Records from a data source
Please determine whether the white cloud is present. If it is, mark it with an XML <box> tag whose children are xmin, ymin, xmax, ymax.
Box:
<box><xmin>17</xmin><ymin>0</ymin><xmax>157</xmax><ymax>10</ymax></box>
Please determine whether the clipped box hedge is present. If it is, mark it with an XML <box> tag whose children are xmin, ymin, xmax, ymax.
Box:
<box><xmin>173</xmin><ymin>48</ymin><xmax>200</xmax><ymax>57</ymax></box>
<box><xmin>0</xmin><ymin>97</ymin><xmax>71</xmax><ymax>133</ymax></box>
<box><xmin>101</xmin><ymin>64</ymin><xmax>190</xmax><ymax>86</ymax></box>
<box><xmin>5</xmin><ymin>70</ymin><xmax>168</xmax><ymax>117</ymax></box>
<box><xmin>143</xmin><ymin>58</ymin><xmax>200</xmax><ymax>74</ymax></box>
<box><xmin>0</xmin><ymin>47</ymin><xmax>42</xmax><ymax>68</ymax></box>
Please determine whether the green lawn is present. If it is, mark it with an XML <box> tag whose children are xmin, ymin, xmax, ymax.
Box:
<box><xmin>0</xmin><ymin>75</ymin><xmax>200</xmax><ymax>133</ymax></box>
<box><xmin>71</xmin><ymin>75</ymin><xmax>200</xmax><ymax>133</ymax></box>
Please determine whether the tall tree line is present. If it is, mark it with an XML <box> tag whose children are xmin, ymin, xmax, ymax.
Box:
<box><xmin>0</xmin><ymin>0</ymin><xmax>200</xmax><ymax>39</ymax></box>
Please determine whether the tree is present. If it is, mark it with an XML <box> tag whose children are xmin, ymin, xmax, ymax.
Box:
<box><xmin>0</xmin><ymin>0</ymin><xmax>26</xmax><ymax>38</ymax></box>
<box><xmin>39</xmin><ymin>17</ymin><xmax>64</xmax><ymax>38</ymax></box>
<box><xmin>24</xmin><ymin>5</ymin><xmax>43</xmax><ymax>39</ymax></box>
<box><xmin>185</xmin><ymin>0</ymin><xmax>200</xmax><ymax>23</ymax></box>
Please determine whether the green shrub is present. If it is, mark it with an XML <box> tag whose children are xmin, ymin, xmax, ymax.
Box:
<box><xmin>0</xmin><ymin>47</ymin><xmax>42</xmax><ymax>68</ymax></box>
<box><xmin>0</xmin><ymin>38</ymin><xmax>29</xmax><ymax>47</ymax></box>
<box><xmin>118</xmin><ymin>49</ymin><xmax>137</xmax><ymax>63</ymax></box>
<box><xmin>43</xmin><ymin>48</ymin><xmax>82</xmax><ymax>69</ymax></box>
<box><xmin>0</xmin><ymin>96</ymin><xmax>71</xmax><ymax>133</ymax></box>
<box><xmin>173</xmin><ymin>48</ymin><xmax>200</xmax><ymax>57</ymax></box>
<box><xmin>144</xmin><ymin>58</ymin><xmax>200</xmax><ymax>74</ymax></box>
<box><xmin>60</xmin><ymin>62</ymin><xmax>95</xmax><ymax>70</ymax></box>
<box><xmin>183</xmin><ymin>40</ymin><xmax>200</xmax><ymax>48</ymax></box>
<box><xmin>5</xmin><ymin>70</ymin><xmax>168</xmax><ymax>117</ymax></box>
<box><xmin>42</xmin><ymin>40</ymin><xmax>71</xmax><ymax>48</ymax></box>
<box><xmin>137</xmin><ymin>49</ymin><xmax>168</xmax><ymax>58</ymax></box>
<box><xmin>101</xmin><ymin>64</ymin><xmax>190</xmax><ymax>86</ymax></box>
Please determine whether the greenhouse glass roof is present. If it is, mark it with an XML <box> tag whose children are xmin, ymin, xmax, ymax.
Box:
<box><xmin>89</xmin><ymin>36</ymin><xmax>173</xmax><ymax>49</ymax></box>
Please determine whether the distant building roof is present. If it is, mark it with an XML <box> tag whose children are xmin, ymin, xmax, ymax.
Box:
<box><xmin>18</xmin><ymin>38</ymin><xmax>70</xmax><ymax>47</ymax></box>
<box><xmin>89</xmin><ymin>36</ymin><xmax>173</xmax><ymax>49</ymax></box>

▶ [Stated problem] Please change "building" to "barn" in the data from the line with "Please determine whether the distant" through the end, keeping everything else the same. Return only those lines.

▶ [Final answer]
Please determine whether the distant barn roof is present. If it is, mark it with an XML <box> tag whose children are xmin, ymin, xmax, ymax.
Box:
<box><xmin>18</xmin><ymin>38</ymin><xmax>70</xmax><ymax>47</ymax></box>
<box><xmin>89</xmin><ymin>36</ymin><xmax>173</xmax><ymax>49</ymax></box>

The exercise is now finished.